_Task directions_.
Where the line containing "For the image above, mark every roof rack" appears in the entries below, begin there and output every line through the last, exactly, minus the pictures.

_Data shown_.
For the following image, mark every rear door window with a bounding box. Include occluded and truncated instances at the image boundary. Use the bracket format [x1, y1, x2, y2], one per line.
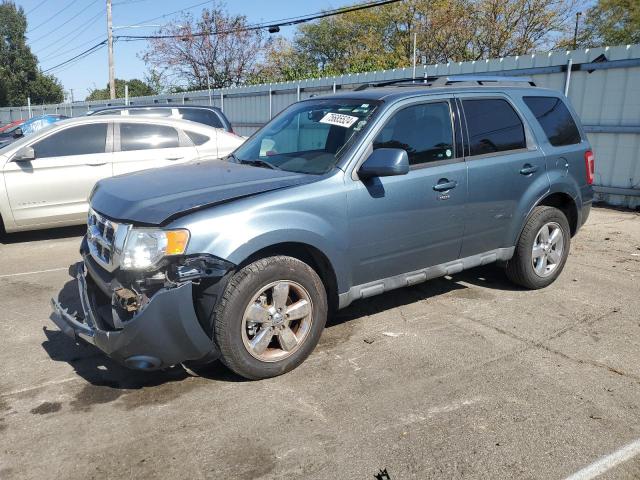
[523, 96, 581, 146]
[177, 108, 224, 128]
[462, 98, 526, 156]
[373, 101, 455, 166]
[119, 123, 180, 151]
[32, 123, 108, 158]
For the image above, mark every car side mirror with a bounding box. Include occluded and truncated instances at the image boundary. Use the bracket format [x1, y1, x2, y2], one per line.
[13, 127, 23, 138]
[358, 148, 410, 179]
[13, 146, 35, 162]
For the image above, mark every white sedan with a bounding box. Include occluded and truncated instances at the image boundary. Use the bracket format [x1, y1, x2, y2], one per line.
[0, 115, 244, 233]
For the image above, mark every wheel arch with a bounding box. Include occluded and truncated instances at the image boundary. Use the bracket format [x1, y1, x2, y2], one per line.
[236, 241, 340, 313]
[537, 191, 579, 236]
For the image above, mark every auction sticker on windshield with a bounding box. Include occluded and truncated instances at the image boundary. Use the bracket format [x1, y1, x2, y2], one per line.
[320, 112, 359, 128]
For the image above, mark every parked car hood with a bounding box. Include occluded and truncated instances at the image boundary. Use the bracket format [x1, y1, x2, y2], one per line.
[90, 159, 321, 225]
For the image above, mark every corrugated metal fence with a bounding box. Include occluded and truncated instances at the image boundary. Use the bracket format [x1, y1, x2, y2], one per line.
[2, 44, 639, 207]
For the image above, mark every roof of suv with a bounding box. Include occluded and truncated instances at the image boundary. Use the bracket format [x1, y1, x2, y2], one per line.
[323, 84, 564, 103]
[309, 76, 562, 103]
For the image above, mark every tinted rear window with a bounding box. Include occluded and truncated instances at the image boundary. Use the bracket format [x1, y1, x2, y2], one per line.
[178, 108, 224, 128]
[462, 98, 526, 156]
[120, 123, 179, 151]
[523, 96, 581, 147]
[185, 131, 210, 146]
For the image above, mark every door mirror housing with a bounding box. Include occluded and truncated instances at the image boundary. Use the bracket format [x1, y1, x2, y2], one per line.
[358, 148, 410, 179]
[13, 146, 35, 162]
[12, 127, 23, 138]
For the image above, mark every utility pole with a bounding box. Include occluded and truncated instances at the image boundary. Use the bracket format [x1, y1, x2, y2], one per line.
[573, 11, 582, 50]
[107, 0, 115, 100]
[412, 32, 417, 79]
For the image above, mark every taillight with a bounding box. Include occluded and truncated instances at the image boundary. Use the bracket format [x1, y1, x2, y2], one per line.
[584, 150, 595, 185]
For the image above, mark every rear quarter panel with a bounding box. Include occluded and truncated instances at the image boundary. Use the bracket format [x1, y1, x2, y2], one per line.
[510, 91, 593, 236]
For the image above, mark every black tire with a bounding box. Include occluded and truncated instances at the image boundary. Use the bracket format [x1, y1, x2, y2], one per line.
[505, 206, 571, 289]
[214, 255, 328, 380]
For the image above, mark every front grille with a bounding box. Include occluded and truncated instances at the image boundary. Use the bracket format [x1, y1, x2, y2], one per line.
[87, 208, 129, 272]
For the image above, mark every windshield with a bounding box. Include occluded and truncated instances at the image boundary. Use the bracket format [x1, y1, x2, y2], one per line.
[3, 124, 21, 135]
[233, 98, 380, 174]
[0, 122, 59, 155]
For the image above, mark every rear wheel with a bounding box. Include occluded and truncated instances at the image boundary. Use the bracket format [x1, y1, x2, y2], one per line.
[505, 206, 571, 289]
[214, 255, 327, 380]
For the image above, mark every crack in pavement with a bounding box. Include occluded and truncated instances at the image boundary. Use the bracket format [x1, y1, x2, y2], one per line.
[455, 308, 640, 382]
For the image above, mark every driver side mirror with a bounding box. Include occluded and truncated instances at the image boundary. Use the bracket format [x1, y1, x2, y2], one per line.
[13, 146, 35, 162]
[358, 148, 410, 179]
[13, 127, 23, 138]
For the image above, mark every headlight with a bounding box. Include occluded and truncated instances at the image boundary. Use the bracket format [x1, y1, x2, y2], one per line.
[121, 229, 190, 270]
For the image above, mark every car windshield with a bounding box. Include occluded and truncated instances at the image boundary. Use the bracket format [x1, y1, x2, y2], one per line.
[0, 122, 58, 155]
[232, 99, 380, 174]
[3, 124, 21, 135]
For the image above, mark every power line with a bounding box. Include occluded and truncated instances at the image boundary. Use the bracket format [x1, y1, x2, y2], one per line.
[116, 0, 402, 40]
[113, 0, 153, 5]
[122, 0, 212, 29]
[38, 0, 402, 76]
[27, 0, 81, 33]
[42, 40, 107, 73]
[25, 0, 47, 15]
[29, 0, 101, 45]
[39, 12, 106, 62]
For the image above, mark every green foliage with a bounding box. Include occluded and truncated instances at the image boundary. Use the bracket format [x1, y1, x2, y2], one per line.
[254, 0, 580, 83]
[86, 79, 158, 101]
[0, 2, 64, 106]
[583, 0, 640, 46]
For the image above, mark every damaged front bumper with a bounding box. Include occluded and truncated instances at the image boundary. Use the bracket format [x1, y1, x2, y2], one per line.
[51, 262, 219, 370]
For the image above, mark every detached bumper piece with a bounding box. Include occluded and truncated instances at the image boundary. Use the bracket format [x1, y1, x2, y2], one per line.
[50, 262, 218, 370]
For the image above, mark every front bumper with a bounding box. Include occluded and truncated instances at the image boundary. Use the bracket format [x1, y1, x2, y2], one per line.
[50, 262, 218, 370]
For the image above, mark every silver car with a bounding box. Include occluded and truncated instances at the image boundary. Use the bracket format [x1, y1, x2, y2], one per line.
[0, 115, 244, 233]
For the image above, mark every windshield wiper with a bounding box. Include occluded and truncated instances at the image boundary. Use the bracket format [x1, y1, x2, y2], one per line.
[237, 158, 281, 171]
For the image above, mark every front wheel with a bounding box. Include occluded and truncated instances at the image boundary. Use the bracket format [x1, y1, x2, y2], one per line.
[214, 255, 328, 380]
[505, 206, 571, 289]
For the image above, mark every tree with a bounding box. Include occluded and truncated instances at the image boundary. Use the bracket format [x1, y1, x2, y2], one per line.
[141, 2, 267, 90]
[255, 0, 578, 83]
[470, 0, 577, 58]
[86, 78, 158, 101]
[575, 0, 640, 47]
[0, 1, 64, 106]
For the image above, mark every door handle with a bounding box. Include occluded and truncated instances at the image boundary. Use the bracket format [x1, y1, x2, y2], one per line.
[85, 162, 107, 166]
[433, 179, 458, 192]
[166, 157, 184, 161]
[520, 164, 538, 175]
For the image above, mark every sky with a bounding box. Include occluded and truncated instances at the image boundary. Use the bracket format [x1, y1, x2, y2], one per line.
[15, 0, 346, 101]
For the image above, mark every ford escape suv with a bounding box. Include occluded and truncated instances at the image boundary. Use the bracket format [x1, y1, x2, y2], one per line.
[51, 76, 594, 380]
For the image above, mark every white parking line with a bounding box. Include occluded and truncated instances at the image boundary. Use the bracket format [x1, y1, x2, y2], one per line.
[565, 438, 640, 480]
[1, 377, 79, 398]
[0, 267, 67, 279]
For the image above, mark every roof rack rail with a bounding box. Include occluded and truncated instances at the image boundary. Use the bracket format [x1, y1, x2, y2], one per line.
[432, 75, 536, 86]
[354, 74, 536, 91]
[354, 77, 428, 91]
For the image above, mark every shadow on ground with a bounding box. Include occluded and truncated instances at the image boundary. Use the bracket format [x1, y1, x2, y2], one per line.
[43, 263, 520, 388]
[1, 225, 85, 245]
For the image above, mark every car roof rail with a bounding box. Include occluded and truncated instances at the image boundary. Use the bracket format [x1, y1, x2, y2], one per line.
[354, 75, 536, 91]
[431, 75, 536, 86]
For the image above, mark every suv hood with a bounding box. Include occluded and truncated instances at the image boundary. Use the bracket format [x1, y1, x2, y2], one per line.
[90, 159, 320, 225]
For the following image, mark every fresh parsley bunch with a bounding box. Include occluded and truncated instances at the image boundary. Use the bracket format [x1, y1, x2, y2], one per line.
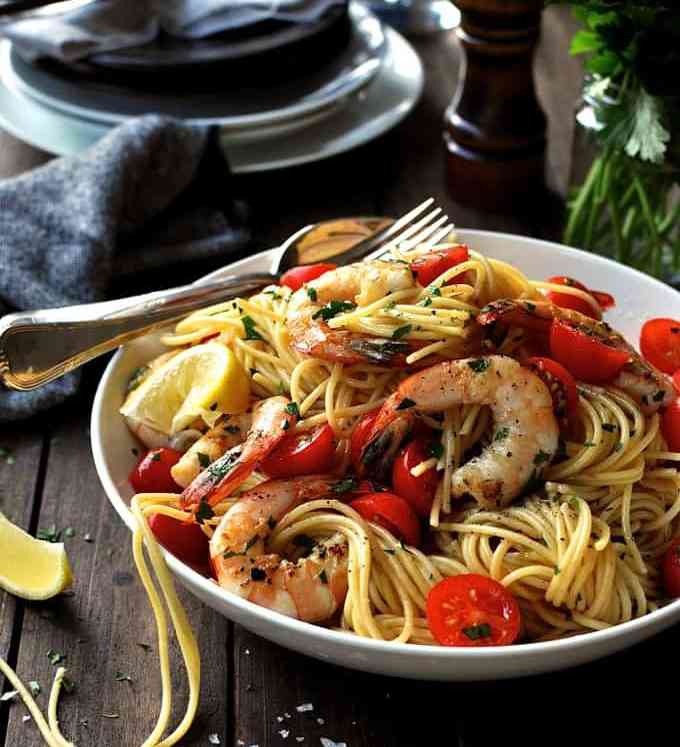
[549, 1, 680, 277]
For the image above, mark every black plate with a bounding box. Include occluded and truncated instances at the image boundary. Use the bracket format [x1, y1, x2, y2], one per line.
[15, 3, 351, 88]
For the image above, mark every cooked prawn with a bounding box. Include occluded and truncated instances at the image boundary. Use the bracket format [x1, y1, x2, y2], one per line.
[181, 396, 295, 512]
[358, 355, 559, 509]
[286, 260, 419, 365]
[210, 475, 349, 622]
[477, 299, 674, 413]
[171, 413, 252, 488]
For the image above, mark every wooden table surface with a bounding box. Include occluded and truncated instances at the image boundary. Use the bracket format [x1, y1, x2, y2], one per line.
[0, 8, 676, 746]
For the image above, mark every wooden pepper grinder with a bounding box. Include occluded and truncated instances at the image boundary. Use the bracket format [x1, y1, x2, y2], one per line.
[444, 0, 547, 212]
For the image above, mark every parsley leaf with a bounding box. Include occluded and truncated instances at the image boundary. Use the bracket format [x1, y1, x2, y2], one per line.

_Result of this exercise_.
For the image above, mark every roof rack rail with a bounding box. Include occluded and truncated instances at the image boundary. Use the bracket format [x1, y1, x2, y2], one per line.
[432, 75, 536, 86]
[354, 74, 536, 91]
[354, 77, 428, 91]
For the image above, mark every shadow on ground with a bounding box. Include occluded and truncated instances at the image boundary. Use the bracket format [x1, y1, x2, y2], one per line.
[43, 263, 520, 388]
[1, 225, 85, 245]
For the image above, mark every car roof rail with a bounding box. Include occluded and truncated instances at the image boundary. Use the bracket format [x1, y1, x2, y2], one per line.
[354, 75, 536, 91]
[431, 75, 536, 86]
For the image above, mark every suv hood with a bounding box. Include occluded and truncated instances at the image boundary. Use the bracket format [x1, y1, x2, y2], one per line.
[90, 159, 320, 225]
For the following image, mark every fresh parsley bunch with a bounding box. Include occluded and truncated instances at the image boundary. Use the bracket format [x1, y1, x2, y2], one per line.
[549, 1, 680, 277]
For the image above, mark every black plate with a bounding box. Include occluded and truncated instances at the image boundary. Use the bracket format [x1, y1, x2, y2], one per line.
[15, 3, 351, 88]
For the image above, mark every cooked prawn with a bounding box. Include occluded and truncated instances at the image boundary. Use the bracket format [x1, y1, x2, y2], one per line.
[181, 396, 295, 512]
[358, 355, 559, 509]
[286, 260, 419, 365]
[210, 475, 349, 622]
[477, 299, 674, 413]
[171, 413, 252, 488]
For the image above, mark every wooden table surface with a bounding box. Include occluded and truncated instances at the image boundary. Use the bracket format [x1, y1, x2, y2], one per line.
[0, 8, 676, 746]
For the image above, mark every wooden pepper grinder with a bounding box. Include occluded and truncated instances at the image boundary. Use the bracket format [x1, y1, x2, y2], one per line.
[444, 0, 547, 212]
For the image above, mark every parsley leaf with a bounding box. Include occluded and truncated instances at the image boundary. Use the bracket format [x1, y1, x2, y2], one per line.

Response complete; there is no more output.